At the Fort Lauderdale motel, Adams gets free lunches and dinners and clean linens and doesn’t have to hunt for a place to shower before a gig. A caseworker at the motel, which the city requested not be named because it’s now open for tourists, works on scheduling mental health appointments and other social services.
Fort Lauderdale housed roughly 130 people in motels last summer until it shuttered the program amid funding shortages. Tents quickly sprang up, and the city restarted the program in April, spending $1.2 million overall.
Adams is one of roughly 50 homeless people still at the Fort Lauderdale motel. He was on the street for a year before that.
“I didn’t get a lot of sleep. I lost a lot of weight,” he said.
The motel program was supposed to end a few weeks ago, “but we don’t want to put people back on the street,” said city spokeswoman Ashley Doussard. “We’re having a really difficult time finding places for them to go.”
Families were prioritized first. That left single men like Adams. His caseworker told him he may have to go to a shelter in a couple weeks.
Gazing at his polished saxophone in its case, Adams shook his head.
“I don’t like it, the filthiness, thieves, drug dealers, drug addicts,” he said of shelters. “I can’t be around people like that.”
The shades were still on, as always, but in a rare moment the cool cat admitted he’s worried: “I don’t have any other place to go.”

## TASK OBJECTIVE:
List each thing Adams names when he says what he dislikes about shelters in the article on Fort Lauderdale's motel program.

## EXTRACTED ENTRIES:
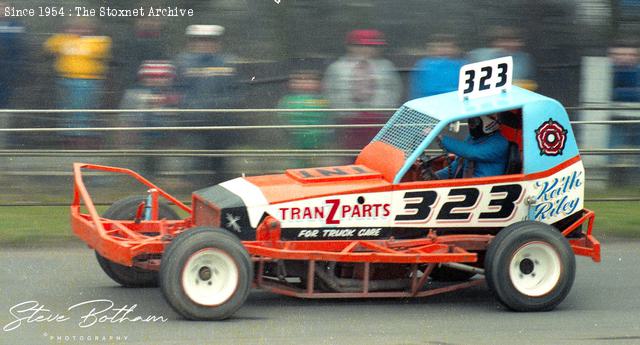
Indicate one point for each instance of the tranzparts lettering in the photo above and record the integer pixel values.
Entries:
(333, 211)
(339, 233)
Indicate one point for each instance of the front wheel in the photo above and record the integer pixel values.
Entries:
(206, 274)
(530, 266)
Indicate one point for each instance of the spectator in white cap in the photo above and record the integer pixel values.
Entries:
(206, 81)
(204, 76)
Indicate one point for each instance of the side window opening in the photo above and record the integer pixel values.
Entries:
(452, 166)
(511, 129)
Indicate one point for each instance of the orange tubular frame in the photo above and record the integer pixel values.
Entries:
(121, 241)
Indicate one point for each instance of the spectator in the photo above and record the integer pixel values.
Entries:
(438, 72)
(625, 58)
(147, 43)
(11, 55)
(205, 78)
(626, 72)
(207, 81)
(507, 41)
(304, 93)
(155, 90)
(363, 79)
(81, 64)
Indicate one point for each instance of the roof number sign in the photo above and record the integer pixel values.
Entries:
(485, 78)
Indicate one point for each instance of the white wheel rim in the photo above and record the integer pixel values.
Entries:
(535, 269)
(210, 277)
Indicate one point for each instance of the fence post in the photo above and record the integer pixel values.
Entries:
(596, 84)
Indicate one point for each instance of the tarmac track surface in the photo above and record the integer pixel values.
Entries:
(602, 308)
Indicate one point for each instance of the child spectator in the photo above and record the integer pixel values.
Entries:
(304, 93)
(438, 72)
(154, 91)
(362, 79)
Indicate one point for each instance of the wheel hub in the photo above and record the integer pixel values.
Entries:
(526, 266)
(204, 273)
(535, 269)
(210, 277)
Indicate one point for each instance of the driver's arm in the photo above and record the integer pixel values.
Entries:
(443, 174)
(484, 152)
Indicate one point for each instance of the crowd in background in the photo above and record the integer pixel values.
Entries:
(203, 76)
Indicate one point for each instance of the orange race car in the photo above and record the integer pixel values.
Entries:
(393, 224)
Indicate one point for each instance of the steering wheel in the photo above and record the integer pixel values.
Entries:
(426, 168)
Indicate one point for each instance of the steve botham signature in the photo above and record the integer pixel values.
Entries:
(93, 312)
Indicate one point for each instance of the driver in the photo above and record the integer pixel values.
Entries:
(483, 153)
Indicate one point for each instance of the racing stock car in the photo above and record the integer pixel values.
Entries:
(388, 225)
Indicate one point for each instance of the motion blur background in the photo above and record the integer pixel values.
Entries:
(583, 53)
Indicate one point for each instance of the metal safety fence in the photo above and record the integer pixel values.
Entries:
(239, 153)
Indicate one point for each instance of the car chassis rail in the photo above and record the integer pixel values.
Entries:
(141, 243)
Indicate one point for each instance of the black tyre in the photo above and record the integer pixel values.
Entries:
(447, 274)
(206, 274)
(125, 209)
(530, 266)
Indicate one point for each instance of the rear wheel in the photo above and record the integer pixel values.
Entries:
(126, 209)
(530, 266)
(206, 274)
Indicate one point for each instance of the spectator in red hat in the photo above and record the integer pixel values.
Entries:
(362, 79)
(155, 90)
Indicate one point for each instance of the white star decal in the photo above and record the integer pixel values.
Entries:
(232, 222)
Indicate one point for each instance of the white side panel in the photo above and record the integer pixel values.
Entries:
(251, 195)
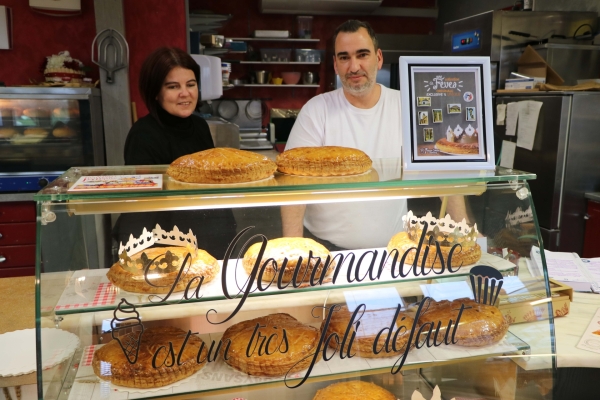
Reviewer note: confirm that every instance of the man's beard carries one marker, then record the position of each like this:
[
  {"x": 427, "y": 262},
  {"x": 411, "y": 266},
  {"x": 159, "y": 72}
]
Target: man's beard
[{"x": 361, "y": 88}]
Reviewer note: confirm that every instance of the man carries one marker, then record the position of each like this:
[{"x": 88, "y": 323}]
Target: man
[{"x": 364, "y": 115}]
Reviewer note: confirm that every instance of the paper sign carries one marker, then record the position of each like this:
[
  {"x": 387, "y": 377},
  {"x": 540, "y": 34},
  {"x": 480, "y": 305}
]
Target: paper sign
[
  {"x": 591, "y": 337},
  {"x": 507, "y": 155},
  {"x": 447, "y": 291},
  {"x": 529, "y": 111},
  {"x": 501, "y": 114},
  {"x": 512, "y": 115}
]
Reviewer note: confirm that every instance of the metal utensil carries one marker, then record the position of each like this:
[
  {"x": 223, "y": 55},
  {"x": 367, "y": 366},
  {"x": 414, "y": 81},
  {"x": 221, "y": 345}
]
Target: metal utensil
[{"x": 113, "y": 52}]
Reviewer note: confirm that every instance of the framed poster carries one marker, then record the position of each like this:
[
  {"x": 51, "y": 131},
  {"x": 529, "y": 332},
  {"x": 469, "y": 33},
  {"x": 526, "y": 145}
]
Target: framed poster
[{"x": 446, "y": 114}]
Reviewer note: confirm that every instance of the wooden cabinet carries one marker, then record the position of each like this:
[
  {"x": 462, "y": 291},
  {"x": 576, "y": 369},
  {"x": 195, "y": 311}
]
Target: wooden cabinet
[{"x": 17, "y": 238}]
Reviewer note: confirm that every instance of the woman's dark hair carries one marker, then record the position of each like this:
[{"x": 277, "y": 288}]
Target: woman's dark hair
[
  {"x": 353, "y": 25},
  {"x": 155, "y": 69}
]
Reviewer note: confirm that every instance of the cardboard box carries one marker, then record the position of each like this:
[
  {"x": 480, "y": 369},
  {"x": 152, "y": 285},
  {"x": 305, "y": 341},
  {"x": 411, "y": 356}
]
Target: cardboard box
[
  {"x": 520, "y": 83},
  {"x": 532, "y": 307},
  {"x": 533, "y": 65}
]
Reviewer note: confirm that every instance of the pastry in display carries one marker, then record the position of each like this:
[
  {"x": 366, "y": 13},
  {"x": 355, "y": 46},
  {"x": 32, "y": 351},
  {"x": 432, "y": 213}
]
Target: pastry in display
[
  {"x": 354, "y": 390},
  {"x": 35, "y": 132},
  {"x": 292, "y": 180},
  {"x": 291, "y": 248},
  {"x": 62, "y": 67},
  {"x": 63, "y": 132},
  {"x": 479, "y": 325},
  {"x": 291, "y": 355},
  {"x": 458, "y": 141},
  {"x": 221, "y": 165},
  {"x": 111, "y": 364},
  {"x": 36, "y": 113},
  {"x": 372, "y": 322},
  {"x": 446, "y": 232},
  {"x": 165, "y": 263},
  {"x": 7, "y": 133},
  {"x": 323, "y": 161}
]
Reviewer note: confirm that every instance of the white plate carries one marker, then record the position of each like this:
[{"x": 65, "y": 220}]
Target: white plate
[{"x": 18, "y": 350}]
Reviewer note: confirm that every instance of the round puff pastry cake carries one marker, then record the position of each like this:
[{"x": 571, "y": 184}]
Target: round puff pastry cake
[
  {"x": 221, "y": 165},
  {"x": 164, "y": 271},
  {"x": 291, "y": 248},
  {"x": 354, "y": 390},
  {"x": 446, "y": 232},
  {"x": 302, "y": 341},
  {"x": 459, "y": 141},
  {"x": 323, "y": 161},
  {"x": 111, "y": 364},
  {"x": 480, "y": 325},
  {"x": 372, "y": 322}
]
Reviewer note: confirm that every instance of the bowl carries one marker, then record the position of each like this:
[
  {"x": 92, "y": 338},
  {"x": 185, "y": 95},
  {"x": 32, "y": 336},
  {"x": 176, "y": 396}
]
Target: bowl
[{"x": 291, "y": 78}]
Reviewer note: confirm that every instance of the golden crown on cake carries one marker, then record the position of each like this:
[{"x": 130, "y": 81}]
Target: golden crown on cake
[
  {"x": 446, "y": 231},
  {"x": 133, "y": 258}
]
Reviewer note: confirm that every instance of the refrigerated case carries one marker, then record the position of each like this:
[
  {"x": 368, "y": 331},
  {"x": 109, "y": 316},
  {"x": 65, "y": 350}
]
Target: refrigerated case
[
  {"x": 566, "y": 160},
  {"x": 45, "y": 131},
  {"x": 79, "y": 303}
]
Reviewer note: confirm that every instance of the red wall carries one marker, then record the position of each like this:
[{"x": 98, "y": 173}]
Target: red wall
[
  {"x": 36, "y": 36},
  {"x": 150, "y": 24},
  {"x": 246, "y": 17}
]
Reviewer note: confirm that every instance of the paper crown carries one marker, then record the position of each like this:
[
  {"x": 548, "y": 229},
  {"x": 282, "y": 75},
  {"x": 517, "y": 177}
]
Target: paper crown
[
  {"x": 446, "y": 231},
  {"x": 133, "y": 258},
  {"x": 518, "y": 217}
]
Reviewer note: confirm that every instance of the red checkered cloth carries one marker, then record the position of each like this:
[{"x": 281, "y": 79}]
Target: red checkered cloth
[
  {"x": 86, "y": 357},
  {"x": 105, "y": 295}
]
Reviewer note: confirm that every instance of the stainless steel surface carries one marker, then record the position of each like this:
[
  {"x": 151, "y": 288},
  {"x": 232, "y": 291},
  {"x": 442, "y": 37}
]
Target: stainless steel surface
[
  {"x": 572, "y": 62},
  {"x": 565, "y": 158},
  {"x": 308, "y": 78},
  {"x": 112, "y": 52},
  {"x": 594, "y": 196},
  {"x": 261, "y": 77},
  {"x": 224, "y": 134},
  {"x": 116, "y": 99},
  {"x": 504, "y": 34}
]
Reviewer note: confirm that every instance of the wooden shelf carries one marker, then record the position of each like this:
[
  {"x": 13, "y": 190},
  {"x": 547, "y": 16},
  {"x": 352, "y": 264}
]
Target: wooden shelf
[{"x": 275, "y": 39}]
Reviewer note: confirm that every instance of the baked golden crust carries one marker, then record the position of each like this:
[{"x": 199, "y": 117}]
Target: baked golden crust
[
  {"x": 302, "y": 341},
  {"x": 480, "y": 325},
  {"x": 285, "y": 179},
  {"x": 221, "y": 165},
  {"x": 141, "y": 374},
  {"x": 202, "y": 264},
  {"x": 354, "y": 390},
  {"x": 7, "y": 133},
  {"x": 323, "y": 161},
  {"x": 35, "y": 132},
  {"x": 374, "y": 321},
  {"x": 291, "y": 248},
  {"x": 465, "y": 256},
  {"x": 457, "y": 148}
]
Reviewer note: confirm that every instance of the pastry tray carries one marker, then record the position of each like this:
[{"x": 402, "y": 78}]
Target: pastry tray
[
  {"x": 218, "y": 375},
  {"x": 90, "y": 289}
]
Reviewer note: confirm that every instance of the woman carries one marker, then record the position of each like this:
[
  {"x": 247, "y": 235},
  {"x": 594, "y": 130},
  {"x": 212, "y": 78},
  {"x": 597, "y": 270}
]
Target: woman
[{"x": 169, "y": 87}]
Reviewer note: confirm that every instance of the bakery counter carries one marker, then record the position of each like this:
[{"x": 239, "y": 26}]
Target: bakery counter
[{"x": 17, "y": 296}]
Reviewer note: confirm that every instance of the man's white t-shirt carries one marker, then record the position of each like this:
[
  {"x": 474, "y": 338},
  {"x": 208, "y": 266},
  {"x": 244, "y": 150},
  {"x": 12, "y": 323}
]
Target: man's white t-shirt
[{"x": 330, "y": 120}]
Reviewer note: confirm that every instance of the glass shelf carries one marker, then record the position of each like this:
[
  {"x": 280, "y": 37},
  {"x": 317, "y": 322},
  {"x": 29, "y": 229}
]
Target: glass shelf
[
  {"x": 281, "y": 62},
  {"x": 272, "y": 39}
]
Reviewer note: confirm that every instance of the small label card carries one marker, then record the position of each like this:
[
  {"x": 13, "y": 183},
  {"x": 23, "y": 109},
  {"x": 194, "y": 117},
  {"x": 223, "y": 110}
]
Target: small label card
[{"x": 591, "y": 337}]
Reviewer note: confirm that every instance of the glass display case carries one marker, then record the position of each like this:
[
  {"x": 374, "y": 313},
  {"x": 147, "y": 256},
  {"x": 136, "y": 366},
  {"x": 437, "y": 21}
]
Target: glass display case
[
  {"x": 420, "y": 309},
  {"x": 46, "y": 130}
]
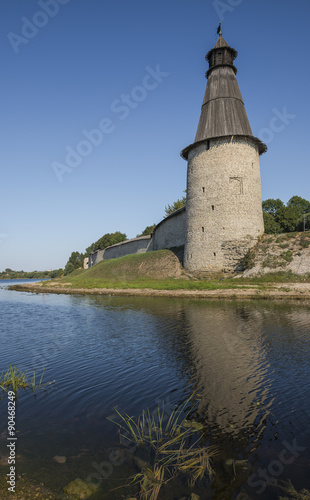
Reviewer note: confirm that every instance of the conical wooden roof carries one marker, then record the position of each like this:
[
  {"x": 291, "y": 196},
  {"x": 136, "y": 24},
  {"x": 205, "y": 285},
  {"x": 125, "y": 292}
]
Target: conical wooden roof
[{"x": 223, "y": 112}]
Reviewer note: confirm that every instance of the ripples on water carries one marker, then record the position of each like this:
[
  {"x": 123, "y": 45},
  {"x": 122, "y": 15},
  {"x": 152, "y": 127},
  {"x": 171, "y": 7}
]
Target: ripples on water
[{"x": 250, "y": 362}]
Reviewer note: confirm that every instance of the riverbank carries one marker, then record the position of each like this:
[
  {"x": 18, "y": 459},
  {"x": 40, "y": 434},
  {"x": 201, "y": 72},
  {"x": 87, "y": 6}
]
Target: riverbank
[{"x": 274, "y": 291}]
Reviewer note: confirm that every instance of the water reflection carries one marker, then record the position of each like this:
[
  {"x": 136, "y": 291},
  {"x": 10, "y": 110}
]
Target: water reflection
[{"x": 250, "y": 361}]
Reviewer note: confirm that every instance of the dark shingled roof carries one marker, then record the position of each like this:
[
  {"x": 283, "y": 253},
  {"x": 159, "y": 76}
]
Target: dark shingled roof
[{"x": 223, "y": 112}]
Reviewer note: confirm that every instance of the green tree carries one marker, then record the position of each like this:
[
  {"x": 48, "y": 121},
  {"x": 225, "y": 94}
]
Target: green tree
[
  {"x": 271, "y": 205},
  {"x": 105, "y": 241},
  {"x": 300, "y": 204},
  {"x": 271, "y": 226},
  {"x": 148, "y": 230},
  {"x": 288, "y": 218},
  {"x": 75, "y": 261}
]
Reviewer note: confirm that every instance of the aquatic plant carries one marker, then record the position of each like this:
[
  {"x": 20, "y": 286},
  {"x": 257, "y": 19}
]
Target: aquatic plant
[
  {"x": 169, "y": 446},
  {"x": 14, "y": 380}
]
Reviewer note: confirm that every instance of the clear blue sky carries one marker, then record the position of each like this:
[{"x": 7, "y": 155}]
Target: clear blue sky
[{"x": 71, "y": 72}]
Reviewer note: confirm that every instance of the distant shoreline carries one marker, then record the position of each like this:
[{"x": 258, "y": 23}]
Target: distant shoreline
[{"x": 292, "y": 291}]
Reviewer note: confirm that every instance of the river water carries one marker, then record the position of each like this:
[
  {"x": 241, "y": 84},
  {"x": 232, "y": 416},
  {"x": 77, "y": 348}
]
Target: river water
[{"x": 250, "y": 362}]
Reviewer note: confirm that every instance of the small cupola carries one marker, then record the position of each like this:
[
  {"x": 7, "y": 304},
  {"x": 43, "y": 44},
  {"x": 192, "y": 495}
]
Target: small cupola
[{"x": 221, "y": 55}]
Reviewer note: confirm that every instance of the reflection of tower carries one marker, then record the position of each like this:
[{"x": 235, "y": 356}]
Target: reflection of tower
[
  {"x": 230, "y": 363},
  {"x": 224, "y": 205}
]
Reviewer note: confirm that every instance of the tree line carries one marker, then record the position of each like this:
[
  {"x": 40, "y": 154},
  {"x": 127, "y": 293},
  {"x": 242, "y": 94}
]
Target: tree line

## EXPECTED ANSWER:
filthiness, thieves, drug dealers, drug addicts